WHAT IS ASKED: Carry on the blog post about the old ale song from the point where it stops.

PASSAGE TO READ:
Friday, December 23, 2005

Ode to Ale Revisited

Yesterday, I posted an anonymous drinking song from the 15th century and openly wondered about its 'modern' appearance in my Norton Anthology, asking if the text had "been modernized in its spelling and vocabulary."

I felt pretty sure about the former but unsure about the latter.

Pose a question on the internet, and someone will answer it sooner or later. Yesterday's answer came sooner than expected.

Ian Myles Slater, who seems to be something of a Renaissance Man online -- do a Google of his name, and you'll find that he has a wide range of interests -- posted a useful comment:

Quiller-Couch's "Oxford Book of English Verse" (1919) confidently attributed the poem to a William Stevenson (1530?-1575). Norman Ault was less certain in the anthology "Elizabethan Lyrics" (1940), which gives an old-spelling text (page 41). The fifth edition of "The Norton Anthology of English Literature" (which I have at hand) treats it simply as Anonymous (pages 994-995).

In any case, it appeared in the pioneering play "Gammer Gurton's Needle" (by "Mr. S., Master of Art," which is where the speculation about authorship seems to come in). It may be indefinitely older. But the language of that 1575 text is certainly VERY post-Chaucerian.
In a later comment, Slater provided access to an online copy of Gammer Gurton's Needle, which presents the text of the song in its second act (The. ii. Acte. Fyrste a Songe.) as follows:

Backe and syde go bare, go bare, booth foote and hande go colde:
But Bellye god sende thee good ale ynoughe, whether it be newe or olde.

I Can not eate but lytle meate, my stomacke is not good:
But sure I thmke that I can drynke with him that weares a hood.
Thoughe I go baretake ye no care, I am nothinge a colde:
I stuffe my skyn so full within, of ioly good Ale and olde.

Backe and syde go bare go bare, booth foote and hand go colde:
But belly god send the good ale inoughe whether it be new or olde.

I loue no rost but a nut browne toste and a Crab layde in the fyre,
A lytle bread shall do me stead much breade I not desyre:
No froste nor snow, no wnde I trowe can hurte mee if I wolde,
I am so wrapt, and throwly lapt of ioly good ale and olde.

Backe and syde go bare go bare, booth foote and hand go colde:
But belly god send the good ale inoughe whether it be new or olde.

And Tyb my wyfe that as her lyfe loueth well good ale to seeke,
Full ofte drynkes shee tyll ye may see the teares run downe her cheekes:
Then dooth she trowle to mee the bowl eeuen as a mault worme shuld,
And sayth sweete hart I tooke my part of this ioly good ale and olde.

Backe and syde go bare go bare, booth foote and hand go colde:
But belly god send the good ale inoughe whether it be new or olde.

ENTRIES SUPPLIED:

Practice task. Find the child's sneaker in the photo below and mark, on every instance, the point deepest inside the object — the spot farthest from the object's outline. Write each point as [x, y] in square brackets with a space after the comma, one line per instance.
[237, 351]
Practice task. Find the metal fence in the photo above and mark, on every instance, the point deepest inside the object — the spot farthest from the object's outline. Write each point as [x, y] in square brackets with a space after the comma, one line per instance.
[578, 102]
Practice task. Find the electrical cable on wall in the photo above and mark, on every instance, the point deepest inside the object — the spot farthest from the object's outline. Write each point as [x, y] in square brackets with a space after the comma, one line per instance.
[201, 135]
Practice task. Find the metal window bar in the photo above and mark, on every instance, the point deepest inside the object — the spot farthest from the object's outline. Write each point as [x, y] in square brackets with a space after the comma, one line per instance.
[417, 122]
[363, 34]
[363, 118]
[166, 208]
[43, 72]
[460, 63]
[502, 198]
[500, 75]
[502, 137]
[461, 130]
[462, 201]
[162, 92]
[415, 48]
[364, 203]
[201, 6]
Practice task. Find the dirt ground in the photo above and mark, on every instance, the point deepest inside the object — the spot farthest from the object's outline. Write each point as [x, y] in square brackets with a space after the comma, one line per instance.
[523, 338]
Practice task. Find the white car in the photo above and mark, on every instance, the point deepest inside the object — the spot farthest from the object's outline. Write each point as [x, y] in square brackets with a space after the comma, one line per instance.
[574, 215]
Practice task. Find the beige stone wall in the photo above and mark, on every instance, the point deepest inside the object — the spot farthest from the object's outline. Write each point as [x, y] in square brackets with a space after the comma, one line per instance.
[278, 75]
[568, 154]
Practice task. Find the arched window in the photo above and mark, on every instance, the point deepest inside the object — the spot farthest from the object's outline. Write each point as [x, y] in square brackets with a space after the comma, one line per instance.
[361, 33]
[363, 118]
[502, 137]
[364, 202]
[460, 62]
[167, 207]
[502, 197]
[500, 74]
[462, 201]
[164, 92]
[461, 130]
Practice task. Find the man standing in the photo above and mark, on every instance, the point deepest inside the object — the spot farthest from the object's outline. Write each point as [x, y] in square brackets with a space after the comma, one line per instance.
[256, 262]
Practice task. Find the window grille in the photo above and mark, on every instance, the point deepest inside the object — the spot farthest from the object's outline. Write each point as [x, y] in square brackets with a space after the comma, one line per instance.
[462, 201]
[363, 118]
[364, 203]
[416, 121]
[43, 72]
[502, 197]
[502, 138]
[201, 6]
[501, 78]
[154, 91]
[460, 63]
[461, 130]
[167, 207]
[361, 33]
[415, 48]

THE OUTPUT:
Now let them drynke tyll they nod and winke, euen as good felowes shoulde doe
They shall not mysse to haue the blisse, good ale doth bringe men to:
And all poore soules that haue scowred boules or haue them lustely trolde,
God saue the lyues of them and theyr wyues whether they be yonge or olde.

Backe and syde go bare go bare, booth foote and hand go colde:
But belly god send the good ale inoughe whether it be new or olde.
If you happen to check the text, you'll see that immediately following this song, two characters appear:
"Enter: Diccon. Hodge."
Hodge? That's close enough to my family name to warrant a raised cup . . . (glance at clock) . . . but perhaps not at 5:15 in the morning. Somebody in a different time zone will have to handle that honor.

But back to the issue at hand. It seems that by my post yesterday, I have happened upon a mystery concerning not just the poem's form but also its authorship.

Life, though, is short, and art is long, so I may never personally follow up the mystery of this poem, whether it be Late Medieval or Early Modern.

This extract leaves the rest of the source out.